*Directive:*
Gather every line of the records that contains the word "denim" and copy each one out in full.

── Records supplied ──

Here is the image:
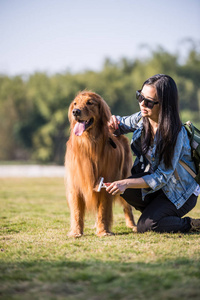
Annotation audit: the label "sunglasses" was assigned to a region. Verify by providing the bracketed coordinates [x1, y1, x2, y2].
[136, 90, 159, 109]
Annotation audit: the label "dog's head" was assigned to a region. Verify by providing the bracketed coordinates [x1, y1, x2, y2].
[68, 91, 111, 136]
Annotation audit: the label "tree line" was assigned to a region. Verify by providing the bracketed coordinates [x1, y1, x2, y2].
[0, 47, 200, 164]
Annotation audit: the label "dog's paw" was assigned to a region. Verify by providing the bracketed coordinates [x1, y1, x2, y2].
[67, 231, 83, 238]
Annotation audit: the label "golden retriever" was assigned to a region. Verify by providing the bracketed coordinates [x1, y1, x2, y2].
[65, 91, 136, 237]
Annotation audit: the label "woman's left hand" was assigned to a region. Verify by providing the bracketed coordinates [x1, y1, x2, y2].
[104, 180, 127, 196]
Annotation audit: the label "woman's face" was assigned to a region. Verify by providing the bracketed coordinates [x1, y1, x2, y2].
[139, 85, 160, 122]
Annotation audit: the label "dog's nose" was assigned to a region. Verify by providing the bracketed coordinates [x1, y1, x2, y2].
[72, 108, 81, 117]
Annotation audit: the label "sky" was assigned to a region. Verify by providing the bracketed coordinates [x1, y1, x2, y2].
[0, 0, 200, 76]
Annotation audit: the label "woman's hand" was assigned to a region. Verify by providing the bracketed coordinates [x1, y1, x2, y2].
[104, 180, 127, 196]
[108, 115, 120, 133]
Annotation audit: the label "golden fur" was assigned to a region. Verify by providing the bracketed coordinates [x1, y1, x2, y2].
[65, 91, 136, 237]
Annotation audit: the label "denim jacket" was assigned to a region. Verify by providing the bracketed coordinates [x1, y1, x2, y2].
[115, 112, 198, 209]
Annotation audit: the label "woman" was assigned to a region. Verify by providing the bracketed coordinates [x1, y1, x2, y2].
[106, 74, 200, 232]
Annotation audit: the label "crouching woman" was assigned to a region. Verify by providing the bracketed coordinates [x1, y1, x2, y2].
[106, 74, 200, 233]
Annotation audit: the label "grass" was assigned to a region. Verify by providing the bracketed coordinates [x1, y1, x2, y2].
[0, 178, 200, 300]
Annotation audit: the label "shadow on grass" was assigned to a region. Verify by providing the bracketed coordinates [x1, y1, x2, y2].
[0, 258, 200, 300]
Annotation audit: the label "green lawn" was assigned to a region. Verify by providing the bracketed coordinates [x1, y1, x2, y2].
[0, 178, 200, 300]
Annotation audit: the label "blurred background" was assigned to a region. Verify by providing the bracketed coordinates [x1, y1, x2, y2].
[0, 0, 200, 165]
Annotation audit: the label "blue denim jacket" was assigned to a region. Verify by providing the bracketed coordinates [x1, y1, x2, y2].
[115, 112, 198, 209]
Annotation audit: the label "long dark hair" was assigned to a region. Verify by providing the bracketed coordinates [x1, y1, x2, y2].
[142, 74, 182, 168]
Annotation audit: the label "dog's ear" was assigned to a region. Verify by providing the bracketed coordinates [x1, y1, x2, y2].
[99, 98, 111, 124]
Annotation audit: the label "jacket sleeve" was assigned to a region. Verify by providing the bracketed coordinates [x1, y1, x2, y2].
[143, 130, 184, 191]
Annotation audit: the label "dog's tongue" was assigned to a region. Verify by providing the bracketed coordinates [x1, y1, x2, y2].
[74, 122, 85, 136]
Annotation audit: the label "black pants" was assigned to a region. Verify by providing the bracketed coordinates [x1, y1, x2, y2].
[121, 173, 198, 233]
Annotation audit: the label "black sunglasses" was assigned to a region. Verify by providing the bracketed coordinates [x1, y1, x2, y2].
[136, 90, 159, 109]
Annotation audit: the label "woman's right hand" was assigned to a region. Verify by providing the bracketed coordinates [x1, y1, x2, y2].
[108, 115, 120, 133]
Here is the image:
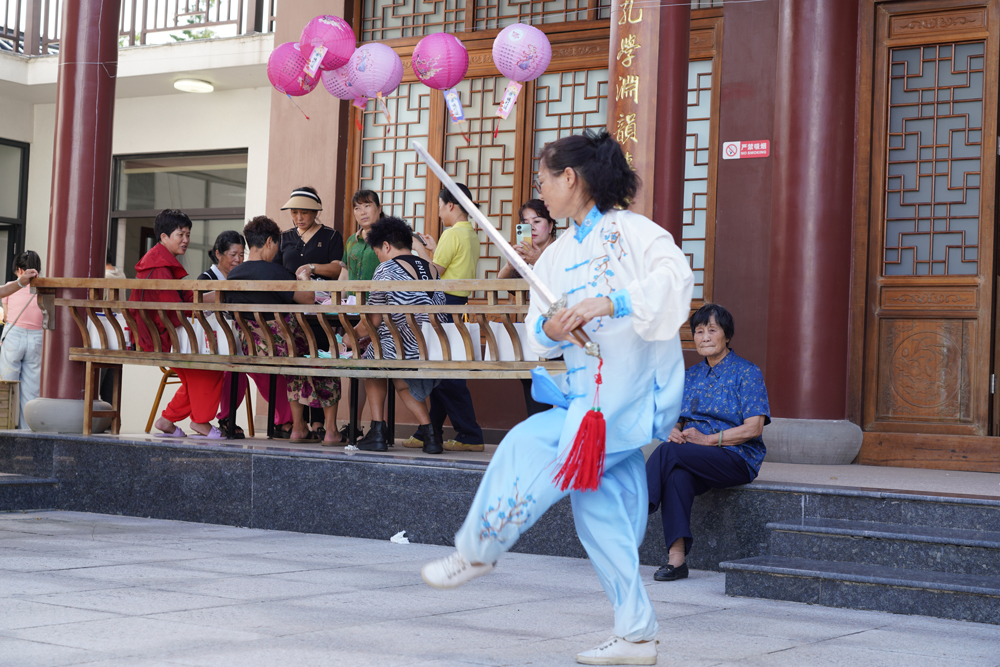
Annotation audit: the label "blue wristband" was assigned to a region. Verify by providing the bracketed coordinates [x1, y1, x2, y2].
[608, 289, 632, 318]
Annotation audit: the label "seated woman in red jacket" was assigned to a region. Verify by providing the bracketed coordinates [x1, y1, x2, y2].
[129, 209, 223, 439]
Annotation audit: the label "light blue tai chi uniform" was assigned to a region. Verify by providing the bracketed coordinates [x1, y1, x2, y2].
[455, 208, 694, 641]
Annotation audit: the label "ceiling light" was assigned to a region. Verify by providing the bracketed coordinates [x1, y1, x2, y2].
[174, 79, 215, 93]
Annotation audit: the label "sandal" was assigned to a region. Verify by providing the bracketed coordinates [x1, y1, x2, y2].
[219, 417, 247, 440]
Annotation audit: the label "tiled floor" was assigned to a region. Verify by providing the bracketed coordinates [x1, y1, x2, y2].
[0, 512, 1000, 667]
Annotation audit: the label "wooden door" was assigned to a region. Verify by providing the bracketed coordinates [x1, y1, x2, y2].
[864, 0, 1000, 435]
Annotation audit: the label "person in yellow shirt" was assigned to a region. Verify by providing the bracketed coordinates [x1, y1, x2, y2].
[403, 184, 484, 452]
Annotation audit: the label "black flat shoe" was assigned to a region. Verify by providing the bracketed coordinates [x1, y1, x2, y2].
[653, 563, 687, 581]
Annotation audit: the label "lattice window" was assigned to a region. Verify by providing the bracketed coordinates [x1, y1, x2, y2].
[361, 0, 467, 42]
[359, 83, 432, 232]
[474, 0, 596, 30]
[442, 76, 524, 278]
[884, 42, 985, 276]
[681, 60, 712, 299]
[531, 69, 608, 228]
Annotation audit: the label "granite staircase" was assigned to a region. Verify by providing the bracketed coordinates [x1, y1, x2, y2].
[719, 489, 1000, 624]
[0, 474, 59, 512]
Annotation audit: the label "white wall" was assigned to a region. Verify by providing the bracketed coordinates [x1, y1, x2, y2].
[0, 95, 34, 143]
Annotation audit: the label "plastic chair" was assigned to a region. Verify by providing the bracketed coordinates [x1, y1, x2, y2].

───

*Finished answer:*
Annotation audit: the label "denim jacket" was assigned to a region. Verify by providing the bracketed coordinates [x1, y1, x2, y2].
Annotation audit: the label "blue denim jacket" was assigned to a region. Verify by providing the bracketed coordinates [x1, y1, x2, y2].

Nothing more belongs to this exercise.